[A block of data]

________________________

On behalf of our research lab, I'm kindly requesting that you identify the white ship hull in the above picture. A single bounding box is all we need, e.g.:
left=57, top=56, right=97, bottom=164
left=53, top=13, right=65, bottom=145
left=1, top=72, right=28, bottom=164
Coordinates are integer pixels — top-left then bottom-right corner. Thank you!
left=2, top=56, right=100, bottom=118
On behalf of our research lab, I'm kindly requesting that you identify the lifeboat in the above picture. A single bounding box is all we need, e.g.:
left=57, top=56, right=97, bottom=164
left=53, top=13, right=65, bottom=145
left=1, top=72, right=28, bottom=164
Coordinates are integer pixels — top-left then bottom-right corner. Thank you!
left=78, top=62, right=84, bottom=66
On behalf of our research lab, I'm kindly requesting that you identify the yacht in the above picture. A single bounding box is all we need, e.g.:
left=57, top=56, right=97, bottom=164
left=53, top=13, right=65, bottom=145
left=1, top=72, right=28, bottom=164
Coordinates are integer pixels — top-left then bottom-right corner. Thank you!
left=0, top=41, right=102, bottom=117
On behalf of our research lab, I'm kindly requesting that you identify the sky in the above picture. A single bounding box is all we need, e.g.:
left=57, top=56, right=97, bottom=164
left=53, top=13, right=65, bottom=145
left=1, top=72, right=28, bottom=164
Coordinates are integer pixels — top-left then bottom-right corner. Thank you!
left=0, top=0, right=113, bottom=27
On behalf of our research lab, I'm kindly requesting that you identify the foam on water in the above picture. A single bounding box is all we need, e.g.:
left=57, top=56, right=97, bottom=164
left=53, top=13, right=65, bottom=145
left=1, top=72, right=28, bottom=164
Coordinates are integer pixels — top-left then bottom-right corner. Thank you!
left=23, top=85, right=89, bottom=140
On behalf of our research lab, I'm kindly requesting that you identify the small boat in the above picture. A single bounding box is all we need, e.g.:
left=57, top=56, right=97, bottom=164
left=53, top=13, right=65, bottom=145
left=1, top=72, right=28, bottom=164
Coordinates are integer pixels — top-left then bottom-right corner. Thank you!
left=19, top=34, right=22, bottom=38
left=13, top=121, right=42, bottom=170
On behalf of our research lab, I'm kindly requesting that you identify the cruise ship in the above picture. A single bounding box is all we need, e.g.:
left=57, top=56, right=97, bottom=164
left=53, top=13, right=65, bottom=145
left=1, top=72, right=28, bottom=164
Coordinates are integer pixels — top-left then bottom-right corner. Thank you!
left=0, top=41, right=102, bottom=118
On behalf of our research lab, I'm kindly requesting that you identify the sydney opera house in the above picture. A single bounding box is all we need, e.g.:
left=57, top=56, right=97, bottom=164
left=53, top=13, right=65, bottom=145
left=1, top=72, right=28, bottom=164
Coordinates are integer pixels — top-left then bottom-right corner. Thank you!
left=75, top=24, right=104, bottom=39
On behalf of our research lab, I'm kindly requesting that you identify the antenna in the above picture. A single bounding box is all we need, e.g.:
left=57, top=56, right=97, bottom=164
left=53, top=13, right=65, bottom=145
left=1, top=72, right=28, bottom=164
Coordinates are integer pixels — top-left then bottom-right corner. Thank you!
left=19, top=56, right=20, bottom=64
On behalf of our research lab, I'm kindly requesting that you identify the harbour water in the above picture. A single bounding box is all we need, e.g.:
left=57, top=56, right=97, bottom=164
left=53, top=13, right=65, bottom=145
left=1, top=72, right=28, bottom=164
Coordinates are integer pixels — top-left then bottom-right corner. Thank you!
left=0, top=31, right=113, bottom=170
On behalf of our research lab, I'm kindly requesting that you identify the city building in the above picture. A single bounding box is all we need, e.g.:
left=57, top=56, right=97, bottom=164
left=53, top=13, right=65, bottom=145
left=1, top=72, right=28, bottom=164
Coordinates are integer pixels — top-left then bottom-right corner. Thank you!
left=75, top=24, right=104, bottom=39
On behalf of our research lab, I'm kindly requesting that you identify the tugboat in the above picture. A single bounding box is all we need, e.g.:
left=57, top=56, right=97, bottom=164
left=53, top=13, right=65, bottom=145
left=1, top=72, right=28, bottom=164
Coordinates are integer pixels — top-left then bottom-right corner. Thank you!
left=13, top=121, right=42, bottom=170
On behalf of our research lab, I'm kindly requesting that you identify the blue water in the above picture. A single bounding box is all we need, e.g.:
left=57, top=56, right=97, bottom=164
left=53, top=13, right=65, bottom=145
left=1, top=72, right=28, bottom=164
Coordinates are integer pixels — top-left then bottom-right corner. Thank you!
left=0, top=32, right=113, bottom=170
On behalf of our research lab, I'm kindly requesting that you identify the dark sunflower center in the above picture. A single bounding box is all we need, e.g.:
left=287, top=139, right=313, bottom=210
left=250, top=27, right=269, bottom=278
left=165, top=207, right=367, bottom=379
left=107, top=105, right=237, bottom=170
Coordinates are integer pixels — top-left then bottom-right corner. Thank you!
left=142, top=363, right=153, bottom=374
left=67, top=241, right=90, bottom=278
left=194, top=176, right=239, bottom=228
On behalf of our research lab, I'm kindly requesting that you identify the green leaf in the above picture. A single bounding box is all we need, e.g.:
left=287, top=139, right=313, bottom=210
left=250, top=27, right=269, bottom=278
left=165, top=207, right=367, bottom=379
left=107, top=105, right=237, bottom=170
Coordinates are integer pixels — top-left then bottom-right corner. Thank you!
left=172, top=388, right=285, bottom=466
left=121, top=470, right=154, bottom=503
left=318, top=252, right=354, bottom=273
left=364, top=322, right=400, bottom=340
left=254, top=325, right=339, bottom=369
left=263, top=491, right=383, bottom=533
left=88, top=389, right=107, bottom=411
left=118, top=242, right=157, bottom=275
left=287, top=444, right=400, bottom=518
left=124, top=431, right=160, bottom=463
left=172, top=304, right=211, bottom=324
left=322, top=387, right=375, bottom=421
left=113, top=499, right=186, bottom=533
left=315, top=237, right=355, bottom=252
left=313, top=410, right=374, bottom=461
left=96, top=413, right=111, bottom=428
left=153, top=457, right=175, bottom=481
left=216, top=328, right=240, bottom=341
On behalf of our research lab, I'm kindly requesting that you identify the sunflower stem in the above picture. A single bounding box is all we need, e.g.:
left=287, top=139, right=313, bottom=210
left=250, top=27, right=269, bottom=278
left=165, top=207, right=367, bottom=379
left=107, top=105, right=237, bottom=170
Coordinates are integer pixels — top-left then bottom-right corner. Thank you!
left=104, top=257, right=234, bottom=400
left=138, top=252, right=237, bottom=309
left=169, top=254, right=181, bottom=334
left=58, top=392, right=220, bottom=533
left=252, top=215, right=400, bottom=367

________________________

**Problem details:**
Extract every line of the items that contains the string "cruise", matching case exactly.

**Result:**
On behalf of our research lab, I'm kindly requesting that you identify the cruise ship in the above picture. A single bounding box is all we need, e.g.:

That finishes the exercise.